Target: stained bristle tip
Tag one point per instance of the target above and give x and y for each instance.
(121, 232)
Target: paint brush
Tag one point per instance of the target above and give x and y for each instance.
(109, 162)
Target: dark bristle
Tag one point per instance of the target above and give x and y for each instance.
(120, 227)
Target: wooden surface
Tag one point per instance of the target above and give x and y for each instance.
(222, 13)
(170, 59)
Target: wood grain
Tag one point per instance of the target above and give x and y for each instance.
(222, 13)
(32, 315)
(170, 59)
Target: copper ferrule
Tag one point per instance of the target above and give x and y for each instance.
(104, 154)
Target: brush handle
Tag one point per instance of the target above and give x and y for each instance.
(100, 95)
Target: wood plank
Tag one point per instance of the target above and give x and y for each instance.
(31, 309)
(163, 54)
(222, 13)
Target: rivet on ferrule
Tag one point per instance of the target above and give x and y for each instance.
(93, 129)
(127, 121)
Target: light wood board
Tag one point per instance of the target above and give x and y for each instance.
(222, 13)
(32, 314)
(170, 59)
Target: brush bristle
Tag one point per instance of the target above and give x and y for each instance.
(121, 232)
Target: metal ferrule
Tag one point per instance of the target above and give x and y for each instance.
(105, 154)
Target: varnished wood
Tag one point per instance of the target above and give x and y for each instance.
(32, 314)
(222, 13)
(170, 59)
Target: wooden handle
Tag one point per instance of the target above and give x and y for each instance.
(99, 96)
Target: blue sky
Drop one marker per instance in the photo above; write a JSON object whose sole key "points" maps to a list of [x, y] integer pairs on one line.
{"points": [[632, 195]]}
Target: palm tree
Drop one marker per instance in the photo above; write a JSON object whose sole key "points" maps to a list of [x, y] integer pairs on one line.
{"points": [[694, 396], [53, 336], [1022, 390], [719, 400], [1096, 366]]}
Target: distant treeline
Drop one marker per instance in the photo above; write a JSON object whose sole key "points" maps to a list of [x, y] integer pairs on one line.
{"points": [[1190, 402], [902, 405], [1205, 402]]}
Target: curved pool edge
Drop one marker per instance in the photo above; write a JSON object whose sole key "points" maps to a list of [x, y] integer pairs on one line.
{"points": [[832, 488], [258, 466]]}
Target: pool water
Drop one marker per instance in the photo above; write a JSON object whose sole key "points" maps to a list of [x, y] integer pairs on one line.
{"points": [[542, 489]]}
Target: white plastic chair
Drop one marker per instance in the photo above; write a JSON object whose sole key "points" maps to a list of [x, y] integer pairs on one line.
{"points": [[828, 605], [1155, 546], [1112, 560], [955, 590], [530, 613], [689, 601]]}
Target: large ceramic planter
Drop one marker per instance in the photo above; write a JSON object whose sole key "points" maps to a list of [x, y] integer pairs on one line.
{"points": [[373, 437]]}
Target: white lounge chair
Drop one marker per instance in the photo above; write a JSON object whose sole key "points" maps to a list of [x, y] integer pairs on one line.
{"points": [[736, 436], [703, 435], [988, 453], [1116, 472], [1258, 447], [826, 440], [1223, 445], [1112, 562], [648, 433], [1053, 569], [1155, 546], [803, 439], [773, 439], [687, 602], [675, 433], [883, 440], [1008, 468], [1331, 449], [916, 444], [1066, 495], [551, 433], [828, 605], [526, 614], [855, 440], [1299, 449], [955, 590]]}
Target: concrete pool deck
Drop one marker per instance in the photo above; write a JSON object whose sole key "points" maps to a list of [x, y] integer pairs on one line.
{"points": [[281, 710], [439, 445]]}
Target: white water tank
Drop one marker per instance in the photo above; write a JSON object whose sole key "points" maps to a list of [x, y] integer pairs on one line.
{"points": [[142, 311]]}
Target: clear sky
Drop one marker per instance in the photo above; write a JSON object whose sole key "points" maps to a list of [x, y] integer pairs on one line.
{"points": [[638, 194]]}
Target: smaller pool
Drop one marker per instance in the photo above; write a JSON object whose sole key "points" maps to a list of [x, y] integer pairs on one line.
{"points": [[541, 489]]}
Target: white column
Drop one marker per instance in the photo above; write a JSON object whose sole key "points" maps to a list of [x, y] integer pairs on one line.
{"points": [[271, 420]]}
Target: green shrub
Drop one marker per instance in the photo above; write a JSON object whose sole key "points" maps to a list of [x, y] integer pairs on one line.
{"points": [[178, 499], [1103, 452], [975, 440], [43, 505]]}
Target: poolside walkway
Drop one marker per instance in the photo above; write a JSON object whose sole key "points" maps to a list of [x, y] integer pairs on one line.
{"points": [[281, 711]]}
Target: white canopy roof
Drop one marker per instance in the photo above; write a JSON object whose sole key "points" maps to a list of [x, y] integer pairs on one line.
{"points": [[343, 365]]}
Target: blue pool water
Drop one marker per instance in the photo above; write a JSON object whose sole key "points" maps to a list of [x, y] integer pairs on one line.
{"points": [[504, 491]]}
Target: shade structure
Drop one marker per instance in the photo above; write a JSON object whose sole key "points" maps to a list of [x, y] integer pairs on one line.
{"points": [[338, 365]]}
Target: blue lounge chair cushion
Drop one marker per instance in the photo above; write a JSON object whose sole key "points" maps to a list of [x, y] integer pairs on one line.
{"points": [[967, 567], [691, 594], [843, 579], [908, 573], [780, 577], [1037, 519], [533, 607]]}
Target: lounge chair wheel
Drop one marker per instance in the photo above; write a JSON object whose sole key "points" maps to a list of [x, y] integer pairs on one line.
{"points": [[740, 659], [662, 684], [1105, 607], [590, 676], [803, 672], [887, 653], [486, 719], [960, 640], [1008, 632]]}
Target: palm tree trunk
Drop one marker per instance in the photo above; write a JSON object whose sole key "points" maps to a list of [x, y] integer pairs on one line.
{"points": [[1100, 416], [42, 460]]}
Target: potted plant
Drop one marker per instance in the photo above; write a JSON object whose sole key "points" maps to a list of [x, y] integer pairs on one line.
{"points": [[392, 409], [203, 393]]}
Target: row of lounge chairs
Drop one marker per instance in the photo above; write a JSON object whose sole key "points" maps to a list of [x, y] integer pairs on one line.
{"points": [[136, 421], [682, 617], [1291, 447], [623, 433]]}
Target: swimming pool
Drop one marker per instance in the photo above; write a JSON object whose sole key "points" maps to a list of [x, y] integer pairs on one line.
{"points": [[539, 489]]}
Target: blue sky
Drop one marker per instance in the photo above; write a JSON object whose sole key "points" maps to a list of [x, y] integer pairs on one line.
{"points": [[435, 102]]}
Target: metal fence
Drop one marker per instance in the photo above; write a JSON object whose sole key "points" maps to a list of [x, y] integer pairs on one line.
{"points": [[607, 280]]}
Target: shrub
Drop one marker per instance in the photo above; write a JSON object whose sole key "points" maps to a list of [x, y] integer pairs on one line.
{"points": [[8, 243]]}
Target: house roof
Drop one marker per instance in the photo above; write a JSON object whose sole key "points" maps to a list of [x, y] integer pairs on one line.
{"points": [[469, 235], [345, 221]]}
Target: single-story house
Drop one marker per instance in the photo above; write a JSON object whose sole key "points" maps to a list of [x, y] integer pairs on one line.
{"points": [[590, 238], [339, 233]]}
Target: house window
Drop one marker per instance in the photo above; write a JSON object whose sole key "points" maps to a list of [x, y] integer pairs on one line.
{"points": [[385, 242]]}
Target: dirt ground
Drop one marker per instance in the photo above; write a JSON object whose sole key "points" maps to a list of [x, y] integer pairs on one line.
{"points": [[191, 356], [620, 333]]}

········

*What is needed:* Convert every record above into a two-column CSV with the header row input,output. Give one row per record, with the record's text under input and its answer under output, each field in double quotes and any line breaks replaced by spaces.

*Correct response:*
input,output
"Target: stained bristle tip Tag one point per instance of the target above and give x and y for each instance.","(121, 232)"
"Target: paint brush Tag one point per instance of the target above and give x and y for each instance.","(109, 162)"
"Target: dark bristle Tag one point per instance of the target above and give x and y for each instance.","(120, 227)"
"Target: wooden surface Tag one point per instance of the target above and give x and y for each instance.","(222, 13) (170, 59)"
"Target: wood grain Tag one point per instance of the target above and give x and y for each instance.","(222, 13) (32, 315) (170, 59)"
"Target: copper ferrule Tag one point per instance of the target above and give x and y for each instance.","(104, 154)"
"Target: brush handle Tag one point per instance of the target above and give x and y for each instance.","(100, 95)"
"Target: wood plank Tag one point per instance of the target above and give x and y for each instance.","(31, 309) (163, 54) (222, 13)"
"Target: rivet on ferrule Tag one point per instance of the target above and give x and y for each instance.","(93, 129) (127, 121)"
"Target: light wood board Tag one point per instance of the target above and give x and y for each instance.","(222, 13) (32, 314) (170, 59)"
"Target: brush bristle Tag one point per instance of the target above and give x and y for each instance.","(121, 232)"
"Target: metal ferrule Tag one point per instance of the target above and give x and y for each instance.","(105, 154)"
"Target: varnished wood Tag one point per instance of the target above and give x and y for each instance.","(32, 314) (222, 13) (170, 59)"
"Target: wooden handle Tag one point per instance of the target above and give x and y for each instance.","(99, 96)"
"Target: blue sky Drop one marker per instance in the photo above; write a JSON object whose sole key ""points"" maps to a list of [x, y] integer pairs on one line.","{""points"": [[632, 195]]}"
"Target: palm tree Drop one marker per instance in the photo above; write a JSON object whose sole key ""points"" maps to a list of [x, y] integer pairs on one line.","{""points"": [[694, 396], [53, 336], [1022, 390], [719, 400], [1096, 366]]}"
"Target: distant treeline Drop one marker per instance in the photo above; write a JSON object whose sole key ""points"" maps to a list of [x, y] integer pairs on one line.","{""points"": [[1190, 402], [902, 405], [1205, 402]]}"
"Target: curved pool edge Drop one marker per instance in the photo above; write a JSON object whose sole key ""points"" maps to a list of [x, y] integer pairs on one line.","{""points"": [[832, 488], [258, 466]]}"
"Target: pool water Drop one marker per instance in the photo above; write a JSON object whose sole key ""points"" maps to a list of [x, y] integer pairs on one line.","{""points"": [[542, 489]]}"
"Target: white plastic chair Drop one marker per instance in the photo above; write a JSON object whose sole key ""points"" maps to a list of [x, y] integer pairs on one line.","{""points"": [[828, 605], [1155, 546], [1112, 560], [955, 590], [530, 613], [689, 601]]}"
"Target: large ceramic planter Drop one marker per instance in the photo above; write a JSON object whose sole key ""points"" maps to a list of [x, y] integer pairs on one line.","{""points"": [[373, 437]]}"
"Target: white lounge chair Drop one marker per instance in the photo above; write a JSON object whose sole key ""points"" maps to a list of [x, y] integer pairs on one line.","{""points"": [[736, 436], [703, 435], [988, 453], [1116, 472], [1258, 447], [826, 440], [1223, 445], [1112, 562], [648, 433], [1053, 569], [1155, 546], [803, 439], [773, 439], [687, 602], [675, 433], [883, 440], [1008, 468], [1331, 449], [916, 444], [1066, 495], [551, 433], [828, 605], [526, 614], [855, 440], [1299, 449], [955, 590]]}"
"Target: concrete pool deck Drop one marker per instance in the photo above; write a JSON object whose sole key ""points"" maps to a list of [x, y] integer pairs on one line.","{""points"": [[281, 710], [439, 445]]}"
"Target: white water tank Drop one marker per instance in the photo above; write a JSON object whose sole key ""points"" maps to a list of [x, y] integer pairs on one line.","{""points"": [[142, 311]]}"
"Target: clear sky Drop one marker per instance in the photo above; write a JSON object whose sole key ""points"" maps to a list of [x, y] integer pairs on one line.","{""points"": [[638, 194]]}"
"Target: smaller pool Drop one marker per instance in the photo above; write a JSON object whose sole key ""points"" maps to a list of [x, y] integer pairs on one line.","{""points"": [[541, 489]]}"
"Target: white column Drop one marker per instance in the photo above; write a JSON object whose sole key ""points"" maps to a list of [x, y] integer pairs on one line.","{""points"": [[271, 420]]}"
"Target: green shrub Drop one marker per instance in the photo above; write a JSON object whose sole key ""points"" maps to a list of [x, y] integer pairs on one line.","{""points"": [[178, 499], [1103, 452], [975, 440], [43, 505]]}"
"Target: poolside walkway Drop one marker per instance in the photo above; write a JSON object whose sole key ""points"" maps to a list of [x, y] integer pairs on one line.","{""points"": [[281, 711]]}"
"Target: white canopy roof Drop one marker per instance in the photo above; write a JSON object whose sole key ""points"" maps to a list of [x, y] integer pairs on one line.","{""points"": [[343, 365]]}"
"Target: blue pool water Drop one marker per instance in the photo above; write a JSON object whose sole key ""points"" maps to a list of [x, y] integer pairs on one line.","{""points"": [[504, 491]]}"
"Target: shade structure Drop one marker per instance in the photo above; write a JSON object whose sole key ""points"" maps to a list of [x, y] integer pairs on one line.","{""points"": [[338, 365]]}"
"Target: blue lounge chair cushion Drop one marker per instance in the photo above; write a JSON object whose sole key ""points"" maps to a list of [x, y] integer pairs on one line.","{""points"": [[967, 567], [691, 594], [843, 579], [908, 573], [780, 577], [1037, 519], [533, 607]]}"
"Target: lounge chair wheel Drop one marker per instance in the photo above; write a JSON object whose sole key ""points"" maps to a list of [x, y] integer pairs on one line.","{""points"": [[740, 659], [662, 684], [1105, 607], [590, 676], [803, 672], [887, 653], [486, 719], [960, 640], [1008, 632]]}"
"Target: palm tree trunk Drop one marker per instance in the photo above; write a JSON object whose sole key ""points"" maps to a list of [x, y] integer pairs on one line.","{""points"": [[1100, 416], [42, 460]]}"
"Target: potted plant Drop one marker per instance in the photo above; write a JSON object whose sole key ""points"" maps to a list of [x, y] integer pairs on one line.","{""points"": [[392, 409], [203, 393]]}"
"Target: row of lounge chairs Drop one marker per instance in the photo above; write a JSON object whose sole key ""points"" maps to a list of [x, y] integer pairs on one line.","{""points"": [[136, 421], [682, 617], [1291, 447], [623, 433]]}"
"Target: swimming pool Drop one marker per instance in the photo above; write a JSON object whose sole key ""points"" maps to a list of [x, y] integer pairs on one line.","{""points"": [[539, 489]]}"
"Target: blue sky Drop one marker per instance in the photo above; write a JSON object whose sole key ""points"" maps to a list of [x, y] integer pairs on one line.","{""points"": [[435, 102]]}"
"Target: metal fence Drop one marker per instance in the photo above; write a JSON object whose sole key ""points"" maps to a list of [x, y] integer pairs on one line.","{""points"": [[607, 280]]}"
"Target: shrub Drop one marker per instance in the photo above; write a JSON object whose sole key ""points"" maps to a list of [x, y] integer pairs on one line.","{""points"": [[8, 243]]}"
"Target: house roof Drop one marker per instance in the photo above; write a JSON object whose sole key ""points"" maps to a list of [x, y] integer pairs on one line.","{""points"": [[469, 235], [345, 221]]}"
"Target: single-story house Drop one marker per instance in the photo above; write a JSON object whose sole key ""points"" maps to a list of [x, y] integer pairs on one line.","{""points"": [[590, 238], [339, 233]]}"
"Target: house window Drop one marker per instance in the photo above; write a JSON object whose sole key ""points"" maps to a list of [x, y] integer pairs on one line.","{""points"": [[385, 242]]}"
"Target: dirt ground Drop one marker per instance in the photo above; write a JSON object whose sole key ""points"" maps to a list of [x, y] integer pairs on one line.","{""points"": [[191, 356], [620, 333]]}"